Tarefas do exercício:
1. Responda com base no texto sobre diversidade e LGPD:
(a) Segundo o levantamento do Vagas.com, quanto cresceram as vagas de emprego afirmativas em 2022?
(b) Qual lei o texto chama de “dificultador”?
(c) Que artigo da LGPD é analisado para cogitar as bases legais do caso hipotético?
2. Devolva, sem nenhuma alteração, o trecho do texto sobre diversidade e LGPD que vai de "De início podemos" até "adotarem ações afirmativas.".

Página:
A diversidade faz parte dessas pautas, exigindo das empresas a promoção de ações para ampliação da pluralidade do ambiente laboral de gênero, étnica, etária e socioeconômica, em todos os níveis hierárquicos.

Como consequência disso, segundo o levantamento do Vagas.com, vagas de emprego afirmativas cresceram em 33% no ano de 2022.

Antes de se criar tais oportunidades de trabalho, porém, é crucial que as empresas tenham consciência sobre o nível de diversidade da organização para, com isso, construir uma política de diversidade que foque não apenas na captação de novos colaboradores, mas que também viabilize a ocupação de cargos de liderança por grupos minorizados.

Toda essa movimentação corporativa, no entanto, enfrenta hoje um “dificultador”: a Lei Geral de Proteção de Dados Pessoais.

Imagine, por exemplo, que uma empresa desenvolva uma pesquisa interna com o objetivo de identificar o perfil dos colaboradores para determinar quais áreas e ações devem ser objeto da política. Para que isso seja possível, é fundamental a coleta de alguns dados pessoais sensíveis, tais como informações sobre raça, orientação sexual e dados de saúde. Nesse caso, qual seria a base legal mais apropriada?

Analisando o art. 11, da LGPD, poderíamos cogitar as seguintes bases legais para o caso hipotético: (i) consentimento; (ii) cumprimento de obrigação legal ou regulatória pelo controlador; e (iii) exercício regular de direitos, inclusive em contrato.

De início podemos descartar a hipótese de “cumprimento de obrigação legal ou regulatória pelo controlador”. A implementação de políticas de diversidade decorre de uma combinação de fatores, como a pressão de investidores, consumidores, órgãos de classe e outras entidades, no entanto, inexiste hoje qualquer determinação legal que obrigue as empresas a adotarem ações afirmativas.

Itens armazenados de uma coleção
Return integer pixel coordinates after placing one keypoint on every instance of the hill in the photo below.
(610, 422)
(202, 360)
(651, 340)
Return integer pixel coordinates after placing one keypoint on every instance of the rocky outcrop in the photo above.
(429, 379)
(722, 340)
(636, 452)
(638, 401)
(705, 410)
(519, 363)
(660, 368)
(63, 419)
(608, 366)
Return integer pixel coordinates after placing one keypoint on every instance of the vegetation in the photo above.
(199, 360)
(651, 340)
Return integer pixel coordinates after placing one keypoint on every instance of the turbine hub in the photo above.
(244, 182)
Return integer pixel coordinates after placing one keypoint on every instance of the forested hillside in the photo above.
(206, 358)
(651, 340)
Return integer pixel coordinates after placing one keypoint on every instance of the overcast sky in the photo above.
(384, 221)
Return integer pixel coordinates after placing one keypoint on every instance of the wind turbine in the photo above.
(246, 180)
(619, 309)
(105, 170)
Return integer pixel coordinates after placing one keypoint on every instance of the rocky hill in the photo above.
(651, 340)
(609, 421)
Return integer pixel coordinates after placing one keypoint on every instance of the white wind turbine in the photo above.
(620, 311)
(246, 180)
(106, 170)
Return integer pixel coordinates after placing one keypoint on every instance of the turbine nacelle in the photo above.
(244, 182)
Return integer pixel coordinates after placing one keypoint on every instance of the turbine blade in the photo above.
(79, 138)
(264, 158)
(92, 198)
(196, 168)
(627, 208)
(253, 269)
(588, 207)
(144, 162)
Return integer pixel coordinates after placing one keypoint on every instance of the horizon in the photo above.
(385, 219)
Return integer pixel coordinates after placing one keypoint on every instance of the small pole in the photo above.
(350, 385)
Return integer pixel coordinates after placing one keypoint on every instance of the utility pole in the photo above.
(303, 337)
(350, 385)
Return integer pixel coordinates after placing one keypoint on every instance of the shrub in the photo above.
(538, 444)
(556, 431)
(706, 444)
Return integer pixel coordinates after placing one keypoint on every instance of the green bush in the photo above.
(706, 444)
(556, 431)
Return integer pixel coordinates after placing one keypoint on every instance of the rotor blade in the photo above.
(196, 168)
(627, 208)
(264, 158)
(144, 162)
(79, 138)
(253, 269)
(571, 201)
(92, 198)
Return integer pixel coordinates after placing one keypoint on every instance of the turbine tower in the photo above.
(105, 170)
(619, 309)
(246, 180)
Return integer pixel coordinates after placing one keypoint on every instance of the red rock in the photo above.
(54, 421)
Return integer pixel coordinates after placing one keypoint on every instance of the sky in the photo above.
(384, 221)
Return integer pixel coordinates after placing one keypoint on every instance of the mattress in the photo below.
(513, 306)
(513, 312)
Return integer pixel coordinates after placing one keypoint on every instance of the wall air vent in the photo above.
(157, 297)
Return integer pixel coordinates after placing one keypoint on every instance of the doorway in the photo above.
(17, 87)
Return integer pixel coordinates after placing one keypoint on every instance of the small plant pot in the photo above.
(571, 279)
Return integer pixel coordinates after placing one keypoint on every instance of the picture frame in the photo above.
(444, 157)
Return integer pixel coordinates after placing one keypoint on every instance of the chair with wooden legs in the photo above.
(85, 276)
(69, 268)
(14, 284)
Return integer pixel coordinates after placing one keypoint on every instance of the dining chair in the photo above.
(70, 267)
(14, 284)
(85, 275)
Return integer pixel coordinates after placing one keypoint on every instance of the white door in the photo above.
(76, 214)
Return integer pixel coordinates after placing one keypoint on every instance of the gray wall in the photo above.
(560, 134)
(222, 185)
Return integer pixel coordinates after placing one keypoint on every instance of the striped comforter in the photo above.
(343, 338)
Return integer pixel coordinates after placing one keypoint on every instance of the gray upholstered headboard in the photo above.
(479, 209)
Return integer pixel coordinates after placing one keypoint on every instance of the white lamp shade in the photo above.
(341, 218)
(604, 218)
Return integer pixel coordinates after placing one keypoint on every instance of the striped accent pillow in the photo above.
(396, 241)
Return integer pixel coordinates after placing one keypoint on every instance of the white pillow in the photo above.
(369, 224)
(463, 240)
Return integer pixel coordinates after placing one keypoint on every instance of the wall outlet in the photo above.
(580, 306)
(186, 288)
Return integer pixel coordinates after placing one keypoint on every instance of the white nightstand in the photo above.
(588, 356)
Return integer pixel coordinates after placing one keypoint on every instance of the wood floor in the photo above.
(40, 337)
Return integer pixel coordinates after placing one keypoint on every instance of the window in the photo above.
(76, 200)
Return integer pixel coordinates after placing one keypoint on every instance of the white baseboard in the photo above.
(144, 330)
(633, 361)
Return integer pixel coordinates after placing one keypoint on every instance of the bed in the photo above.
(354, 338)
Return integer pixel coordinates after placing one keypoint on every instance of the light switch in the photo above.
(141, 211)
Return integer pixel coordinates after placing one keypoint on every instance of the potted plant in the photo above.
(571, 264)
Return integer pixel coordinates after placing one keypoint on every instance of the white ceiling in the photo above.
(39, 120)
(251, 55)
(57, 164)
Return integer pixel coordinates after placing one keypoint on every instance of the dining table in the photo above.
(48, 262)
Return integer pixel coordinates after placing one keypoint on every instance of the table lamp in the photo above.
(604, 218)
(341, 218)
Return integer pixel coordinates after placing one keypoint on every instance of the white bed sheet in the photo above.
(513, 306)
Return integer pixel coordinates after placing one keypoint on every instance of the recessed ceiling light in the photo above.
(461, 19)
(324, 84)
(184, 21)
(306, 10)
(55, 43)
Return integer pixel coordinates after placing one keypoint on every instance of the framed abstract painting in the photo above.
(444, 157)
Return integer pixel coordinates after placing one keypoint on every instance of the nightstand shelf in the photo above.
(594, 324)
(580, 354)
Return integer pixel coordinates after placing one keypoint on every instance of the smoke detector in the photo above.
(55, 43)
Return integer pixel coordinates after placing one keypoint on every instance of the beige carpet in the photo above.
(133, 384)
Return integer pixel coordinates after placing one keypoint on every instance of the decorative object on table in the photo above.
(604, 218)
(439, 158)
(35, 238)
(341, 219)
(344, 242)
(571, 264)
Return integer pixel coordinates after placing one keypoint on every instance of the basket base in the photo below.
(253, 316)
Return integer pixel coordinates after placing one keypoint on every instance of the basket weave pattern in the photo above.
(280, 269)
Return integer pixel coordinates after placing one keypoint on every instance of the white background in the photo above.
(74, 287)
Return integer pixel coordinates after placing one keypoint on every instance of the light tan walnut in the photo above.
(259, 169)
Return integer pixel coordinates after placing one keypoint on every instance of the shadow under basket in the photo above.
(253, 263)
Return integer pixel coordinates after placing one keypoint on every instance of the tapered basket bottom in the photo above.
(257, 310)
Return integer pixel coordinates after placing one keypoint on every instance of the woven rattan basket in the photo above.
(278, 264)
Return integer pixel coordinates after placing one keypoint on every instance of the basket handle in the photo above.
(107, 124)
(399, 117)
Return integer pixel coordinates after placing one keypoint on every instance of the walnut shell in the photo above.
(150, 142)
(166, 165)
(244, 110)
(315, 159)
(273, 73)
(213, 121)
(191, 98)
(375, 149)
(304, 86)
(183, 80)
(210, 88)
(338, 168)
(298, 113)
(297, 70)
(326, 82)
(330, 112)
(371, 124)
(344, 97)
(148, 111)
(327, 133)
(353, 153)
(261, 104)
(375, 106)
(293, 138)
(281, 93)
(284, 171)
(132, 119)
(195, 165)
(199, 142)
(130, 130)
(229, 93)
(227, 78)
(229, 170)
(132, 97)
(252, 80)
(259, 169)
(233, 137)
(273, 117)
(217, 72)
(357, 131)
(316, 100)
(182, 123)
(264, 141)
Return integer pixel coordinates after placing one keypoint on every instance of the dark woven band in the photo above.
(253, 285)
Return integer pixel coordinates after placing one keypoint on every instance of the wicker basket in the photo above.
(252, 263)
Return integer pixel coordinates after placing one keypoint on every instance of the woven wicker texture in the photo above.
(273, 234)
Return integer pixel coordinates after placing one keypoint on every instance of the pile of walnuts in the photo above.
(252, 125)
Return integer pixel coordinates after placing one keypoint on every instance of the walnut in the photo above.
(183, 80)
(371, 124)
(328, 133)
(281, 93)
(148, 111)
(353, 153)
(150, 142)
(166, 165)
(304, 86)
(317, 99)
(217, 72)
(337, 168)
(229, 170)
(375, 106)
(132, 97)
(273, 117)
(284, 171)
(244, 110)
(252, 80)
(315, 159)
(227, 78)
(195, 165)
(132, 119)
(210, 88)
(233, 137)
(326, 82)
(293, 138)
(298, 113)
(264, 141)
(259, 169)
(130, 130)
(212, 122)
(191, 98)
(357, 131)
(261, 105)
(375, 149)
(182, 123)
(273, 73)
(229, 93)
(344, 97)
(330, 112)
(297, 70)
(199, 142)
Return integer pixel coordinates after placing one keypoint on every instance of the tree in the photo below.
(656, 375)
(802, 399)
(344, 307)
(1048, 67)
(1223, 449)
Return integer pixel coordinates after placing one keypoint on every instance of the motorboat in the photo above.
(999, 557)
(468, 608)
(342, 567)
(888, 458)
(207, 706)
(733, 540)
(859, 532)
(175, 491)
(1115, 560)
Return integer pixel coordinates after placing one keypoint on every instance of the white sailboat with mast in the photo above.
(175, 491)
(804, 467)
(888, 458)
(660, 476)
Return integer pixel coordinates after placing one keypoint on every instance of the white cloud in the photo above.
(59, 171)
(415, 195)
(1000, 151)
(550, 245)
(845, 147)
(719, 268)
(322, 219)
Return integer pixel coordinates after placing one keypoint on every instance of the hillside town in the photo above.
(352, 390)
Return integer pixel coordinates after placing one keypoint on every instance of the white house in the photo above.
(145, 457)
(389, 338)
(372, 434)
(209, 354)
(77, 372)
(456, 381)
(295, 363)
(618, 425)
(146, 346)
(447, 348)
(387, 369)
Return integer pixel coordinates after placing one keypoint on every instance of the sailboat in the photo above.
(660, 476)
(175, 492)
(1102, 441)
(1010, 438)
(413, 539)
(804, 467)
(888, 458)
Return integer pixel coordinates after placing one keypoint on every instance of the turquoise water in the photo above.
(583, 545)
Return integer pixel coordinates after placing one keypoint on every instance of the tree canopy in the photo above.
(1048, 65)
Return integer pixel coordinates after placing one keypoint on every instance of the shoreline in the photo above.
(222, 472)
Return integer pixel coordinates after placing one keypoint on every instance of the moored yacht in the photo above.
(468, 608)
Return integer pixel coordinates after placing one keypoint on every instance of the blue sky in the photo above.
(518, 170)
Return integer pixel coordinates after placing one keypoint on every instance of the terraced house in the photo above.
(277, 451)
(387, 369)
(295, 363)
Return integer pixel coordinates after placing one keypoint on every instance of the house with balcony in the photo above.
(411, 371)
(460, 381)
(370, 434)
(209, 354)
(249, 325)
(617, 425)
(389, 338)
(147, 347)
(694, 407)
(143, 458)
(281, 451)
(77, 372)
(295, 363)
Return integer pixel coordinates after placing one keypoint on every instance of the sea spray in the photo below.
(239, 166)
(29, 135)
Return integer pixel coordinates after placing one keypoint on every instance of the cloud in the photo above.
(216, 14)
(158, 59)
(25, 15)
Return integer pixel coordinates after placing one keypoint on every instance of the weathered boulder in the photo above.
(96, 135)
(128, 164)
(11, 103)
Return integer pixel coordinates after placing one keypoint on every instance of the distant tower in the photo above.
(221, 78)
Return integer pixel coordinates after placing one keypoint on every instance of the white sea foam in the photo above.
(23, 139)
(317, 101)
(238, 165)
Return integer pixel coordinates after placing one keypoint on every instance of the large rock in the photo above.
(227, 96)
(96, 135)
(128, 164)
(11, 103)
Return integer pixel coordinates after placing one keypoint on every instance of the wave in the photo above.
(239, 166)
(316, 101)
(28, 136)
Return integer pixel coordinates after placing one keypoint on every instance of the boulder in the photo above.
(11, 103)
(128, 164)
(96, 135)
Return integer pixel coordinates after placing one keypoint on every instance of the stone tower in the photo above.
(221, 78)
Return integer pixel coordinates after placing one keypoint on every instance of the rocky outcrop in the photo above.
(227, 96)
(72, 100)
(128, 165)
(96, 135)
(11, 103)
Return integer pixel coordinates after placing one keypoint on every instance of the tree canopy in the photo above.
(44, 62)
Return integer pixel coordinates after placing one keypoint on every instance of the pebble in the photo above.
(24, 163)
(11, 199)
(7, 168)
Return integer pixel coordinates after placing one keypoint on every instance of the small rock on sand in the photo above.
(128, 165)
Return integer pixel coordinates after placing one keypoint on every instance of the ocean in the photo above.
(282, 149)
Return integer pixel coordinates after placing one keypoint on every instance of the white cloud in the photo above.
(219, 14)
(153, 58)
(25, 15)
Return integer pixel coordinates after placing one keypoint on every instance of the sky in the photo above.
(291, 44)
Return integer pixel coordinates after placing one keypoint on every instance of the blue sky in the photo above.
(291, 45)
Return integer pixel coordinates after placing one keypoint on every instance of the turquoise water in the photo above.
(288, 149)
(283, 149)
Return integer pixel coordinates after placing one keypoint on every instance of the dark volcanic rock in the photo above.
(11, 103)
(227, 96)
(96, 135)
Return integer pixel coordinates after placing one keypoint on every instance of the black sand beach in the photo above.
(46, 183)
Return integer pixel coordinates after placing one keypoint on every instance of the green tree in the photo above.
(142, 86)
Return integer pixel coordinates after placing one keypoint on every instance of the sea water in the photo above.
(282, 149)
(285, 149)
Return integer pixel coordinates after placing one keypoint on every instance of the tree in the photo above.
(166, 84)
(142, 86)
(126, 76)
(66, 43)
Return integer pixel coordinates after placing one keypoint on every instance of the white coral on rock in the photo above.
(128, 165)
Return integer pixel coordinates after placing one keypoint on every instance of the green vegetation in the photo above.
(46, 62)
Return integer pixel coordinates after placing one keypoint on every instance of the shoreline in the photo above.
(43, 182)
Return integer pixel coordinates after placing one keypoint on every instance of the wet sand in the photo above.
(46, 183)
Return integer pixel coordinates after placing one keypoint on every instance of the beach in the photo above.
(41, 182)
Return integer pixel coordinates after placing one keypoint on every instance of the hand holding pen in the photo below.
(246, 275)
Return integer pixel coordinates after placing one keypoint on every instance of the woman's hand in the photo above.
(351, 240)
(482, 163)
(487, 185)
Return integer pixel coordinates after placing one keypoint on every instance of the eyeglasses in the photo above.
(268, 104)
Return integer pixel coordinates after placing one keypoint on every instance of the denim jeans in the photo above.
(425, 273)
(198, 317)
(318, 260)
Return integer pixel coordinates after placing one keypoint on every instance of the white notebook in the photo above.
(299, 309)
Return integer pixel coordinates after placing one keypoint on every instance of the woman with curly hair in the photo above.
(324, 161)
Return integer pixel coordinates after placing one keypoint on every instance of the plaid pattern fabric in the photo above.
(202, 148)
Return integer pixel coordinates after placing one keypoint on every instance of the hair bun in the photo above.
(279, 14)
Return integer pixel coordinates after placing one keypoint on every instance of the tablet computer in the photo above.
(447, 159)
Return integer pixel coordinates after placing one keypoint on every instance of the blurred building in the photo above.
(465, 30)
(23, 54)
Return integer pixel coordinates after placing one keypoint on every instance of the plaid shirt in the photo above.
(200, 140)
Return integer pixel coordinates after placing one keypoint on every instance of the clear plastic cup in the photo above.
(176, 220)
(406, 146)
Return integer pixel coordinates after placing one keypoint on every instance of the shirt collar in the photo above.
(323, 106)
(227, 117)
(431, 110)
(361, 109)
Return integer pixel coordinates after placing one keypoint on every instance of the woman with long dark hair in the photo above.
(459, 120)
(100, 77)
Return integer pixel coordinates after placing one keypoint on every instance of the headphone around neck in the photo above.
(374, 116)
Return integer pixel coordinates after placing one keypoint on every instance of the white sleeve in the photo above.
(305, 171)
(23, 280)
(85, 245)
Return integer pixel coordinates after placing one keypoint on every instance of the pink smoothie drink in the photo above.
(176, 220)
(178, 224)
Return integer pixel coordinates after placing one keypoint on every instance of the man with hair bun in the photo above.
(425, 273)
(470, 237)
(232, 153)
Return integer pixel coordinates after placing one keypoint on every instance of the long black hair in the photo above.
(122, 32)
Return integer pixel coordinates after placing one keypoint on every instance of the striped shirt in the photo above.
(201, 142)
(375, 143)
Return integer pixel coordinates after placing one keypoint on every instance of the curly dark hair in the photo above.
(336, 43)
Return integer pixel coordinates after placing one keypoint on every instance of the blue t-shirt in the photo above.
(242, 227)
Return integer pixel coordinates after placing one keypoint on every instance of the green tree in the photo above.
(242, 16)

Resultados por tarefa:
1.
(a) 33%.
(b) A Lei Geral de Proteção de Dados Pessoais.
(c) O art. 11.

2.
De início podemos descartar a hipótese de “cumprimento de obrigação legal ou regulatória pelo controlador”. A implementação de políticas de diversidade decorre de uma combinação de fatores, como a pressão de investidores, consumidores, órgãos de classe e outras entidades, no entanto, inexiste hoje qualquer determinação legal que obrigue as empresas a adotarem ações afirmativas.